» What needs to be done
Transcribe the records word for word, starting at the line that contains "Task: Find the autumn" and continuing through the end of the records, with both ends included. Omit the pictures from your answer.

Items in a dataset
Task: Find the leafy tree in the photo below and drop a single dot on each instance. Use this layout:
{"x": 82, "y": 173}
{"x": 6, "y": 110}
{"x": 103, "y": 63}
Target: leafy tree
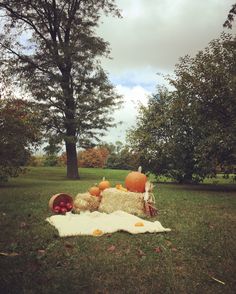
{"x": 51, "y": 47}
{"x": 121, "y": 157}
{"x": 93, "y": 157}
{"x": 189, "y": 132}
{"x": 19, "y": 131}
{"x": 230, "y": 17}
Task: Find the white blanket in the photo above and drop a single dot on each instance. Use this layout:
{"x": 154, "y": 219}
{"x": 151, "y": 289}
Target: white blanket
{"x": 97, "y": 223}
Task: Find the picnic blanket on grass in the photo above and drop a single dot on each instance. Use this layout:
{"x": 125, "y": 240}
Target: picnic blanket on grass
{"x": 97, "y": 223}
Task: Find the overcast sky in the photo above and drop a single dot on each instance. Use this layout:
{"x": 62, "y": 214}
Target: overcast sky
{"x": 149, "y": 39}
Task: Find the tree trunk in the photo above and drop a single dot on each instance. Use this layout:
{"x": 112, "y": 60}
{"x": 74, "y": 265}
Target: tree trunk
{"x": 72, "y": 163}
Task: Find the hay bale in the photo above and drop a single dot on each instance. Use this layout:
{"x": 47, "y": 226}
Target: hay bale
{"x": 114, "y": 199}
{"x": 85, "y": 201}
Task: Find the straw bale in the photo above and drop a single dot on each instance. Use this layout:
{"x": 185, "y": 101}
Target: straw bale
{"x": 85, "y": 201}
{"x": 114, "y": 199}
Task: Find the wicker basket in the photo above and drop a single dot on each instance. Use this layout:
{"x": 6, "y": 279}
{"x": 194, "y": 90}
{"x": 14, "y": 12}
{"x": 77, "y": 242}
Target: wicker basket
{"x": 55, "y": 200}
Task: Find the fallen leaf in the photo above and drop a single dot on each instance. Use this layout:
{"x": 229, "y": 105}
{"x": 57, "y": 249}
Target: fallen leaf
{"x": 157, "y": 250}
{"x": 139, "y": 224}
{"x": 23, "y": 225}
{"x": 9, "y": 254}
{"x": 141, "y": 253}
{"x": 41, "y": 251}
{"x": 97, "y": 233}
{"x": 111, "y": 248}
{"x": 168, "y": 243}
{"x": 69, "y": 245}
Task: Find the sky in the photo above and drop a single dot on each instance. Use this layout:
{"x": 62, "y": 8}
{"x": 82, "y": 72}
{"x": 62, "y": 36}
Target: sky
{"x": 148, "y": 41}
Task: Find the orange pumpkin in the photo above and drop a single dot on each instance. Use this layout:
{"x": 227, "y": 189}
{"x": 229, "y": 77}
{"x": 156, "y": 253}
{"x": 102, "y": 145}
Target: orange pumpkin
{"x": 104, "y": 184}
{"x": 135, "y": 181}
{"x": 94, "y": 191}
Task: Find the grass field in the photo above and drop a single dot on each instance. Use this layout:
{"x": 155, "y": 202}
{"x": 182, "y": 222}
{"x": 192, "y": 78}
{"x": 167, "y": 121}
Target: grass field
{"x": 197, "y": 256}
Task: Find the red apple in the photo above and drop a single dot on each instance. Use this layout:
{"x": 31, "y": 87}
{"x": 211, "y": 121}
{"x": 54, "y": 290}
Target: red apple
{"x": 62, "y": 204}
{"x": 63, "y": 210}
{"x": 56, "y": 208}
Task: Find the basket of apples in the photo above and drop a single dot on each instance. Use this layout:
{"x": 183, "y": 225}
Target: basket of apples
{"x": 61, "y": 203}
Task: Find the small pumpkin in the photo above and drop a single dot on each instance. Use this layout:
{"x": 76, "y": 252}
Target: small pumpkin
{"x": 135, "y": 181}
{"x": 95, "y": 191}
{"x": 104, "y": 184}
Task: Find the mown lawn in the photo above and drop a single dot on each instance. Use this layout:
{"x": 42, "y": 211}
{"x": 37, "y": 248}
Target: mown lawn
{"x": 197, "y": 256}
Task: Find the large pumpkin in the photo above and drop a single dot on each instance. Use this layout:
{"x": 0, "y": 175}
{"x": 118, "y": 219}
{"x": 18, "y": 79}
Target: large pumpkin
{"x": 135, "y": 181}
{"x": 104, "y": 184}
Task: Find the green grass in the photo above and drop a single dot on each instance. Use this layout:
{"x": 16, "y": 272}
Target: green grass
{"x": 200, "y": 246}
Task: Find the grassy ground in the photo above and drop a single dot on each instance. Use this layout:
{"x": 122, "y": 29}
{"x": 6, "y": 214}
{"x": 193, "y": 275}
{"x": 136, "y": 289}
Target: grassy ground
{"x": 198, "y": 251}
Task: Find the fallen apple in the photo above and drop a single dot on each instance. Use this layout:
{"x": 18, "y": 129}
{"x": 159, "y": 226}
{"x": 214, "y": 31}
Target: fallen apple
{"x": 69, "y": 206}
{"x": 63, "y": 210}
{"x": 62, "y": 204}
{"x": 57, "y": 209}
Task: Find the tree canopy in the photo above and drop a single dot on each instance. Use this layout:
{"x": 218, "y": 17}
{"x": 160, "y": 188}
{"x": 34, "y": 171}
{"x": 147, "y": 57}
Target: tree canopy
{"x": 52, "y": 51}
{"x": 190, "y": 132}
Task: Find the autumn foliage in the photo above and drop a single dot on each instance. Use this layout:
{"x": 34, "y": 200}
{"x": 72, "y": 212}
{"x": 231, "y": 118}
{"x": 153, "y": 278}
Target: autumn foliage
{"x": 93, "y": 157}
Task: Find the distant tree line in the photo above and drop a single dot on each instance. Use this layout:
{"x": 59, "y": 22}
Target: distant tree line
{"x": 189, "y": 133}
{"x": 114, "y": 156}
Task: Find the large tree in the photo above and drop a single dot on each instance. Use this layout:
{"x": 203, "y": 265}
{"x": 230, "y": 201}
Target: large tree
{"x": 190, "y": 132}
{"x": 51, "y": 48}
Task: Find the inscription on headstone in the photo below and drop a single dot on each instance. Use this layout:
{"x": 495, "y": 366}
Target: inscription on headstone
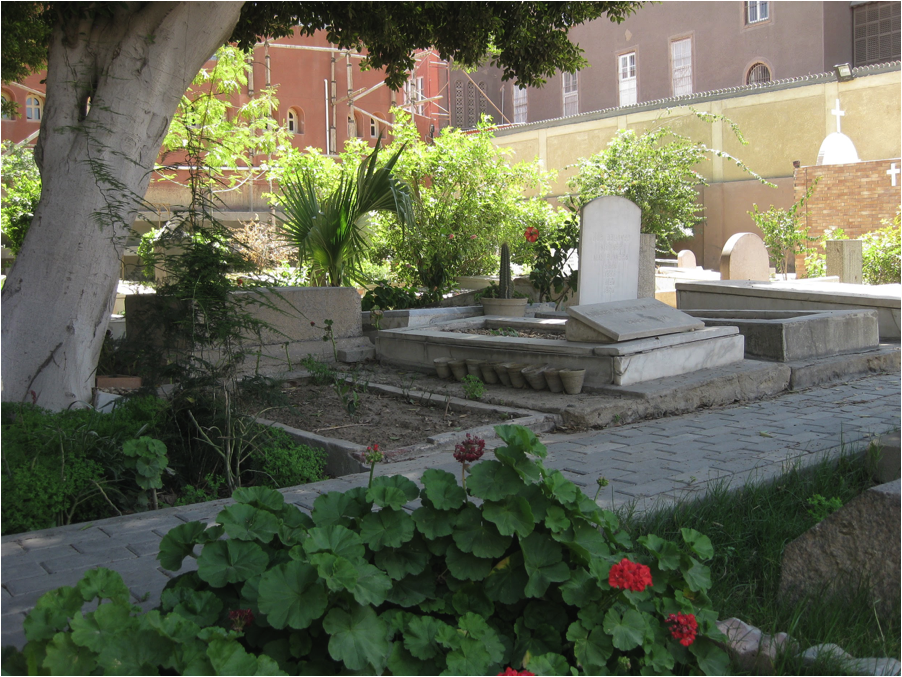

» Reply
Task: Find the autumn foliage in the photo above and drop a single dot on each instance. Use this layout:
{"x": 34, "y": 200}
{"x": 72, "y": 212}
{"x": 231, "y": 118}
{"x": 153, "y": 278}
Target: autumn foliage
{"x": 93, "y": 157}
Task: Find the distant tree line in the photo above and drop a single dot on each instance. Use this layout:
{"x": 59, "y": 22}
Target: distant tree line
{"x": 189, "y": 133}
{"x": 114, "y": 156}
Task: Find the large tree in the photo above and drop a single dot on each instance. Use this layout:
{"x": 203, "y": 265}
{"x": 230, "y": 201}
Target: large tree
{"x": 190, "y": 132}
{"x": 51, "y": 48}
Task: Find the inscription on headstone in the photo below and drop a single dot on each instance. Use this layout:
{"x": 495, "y": 366}
Target: inscription on headstone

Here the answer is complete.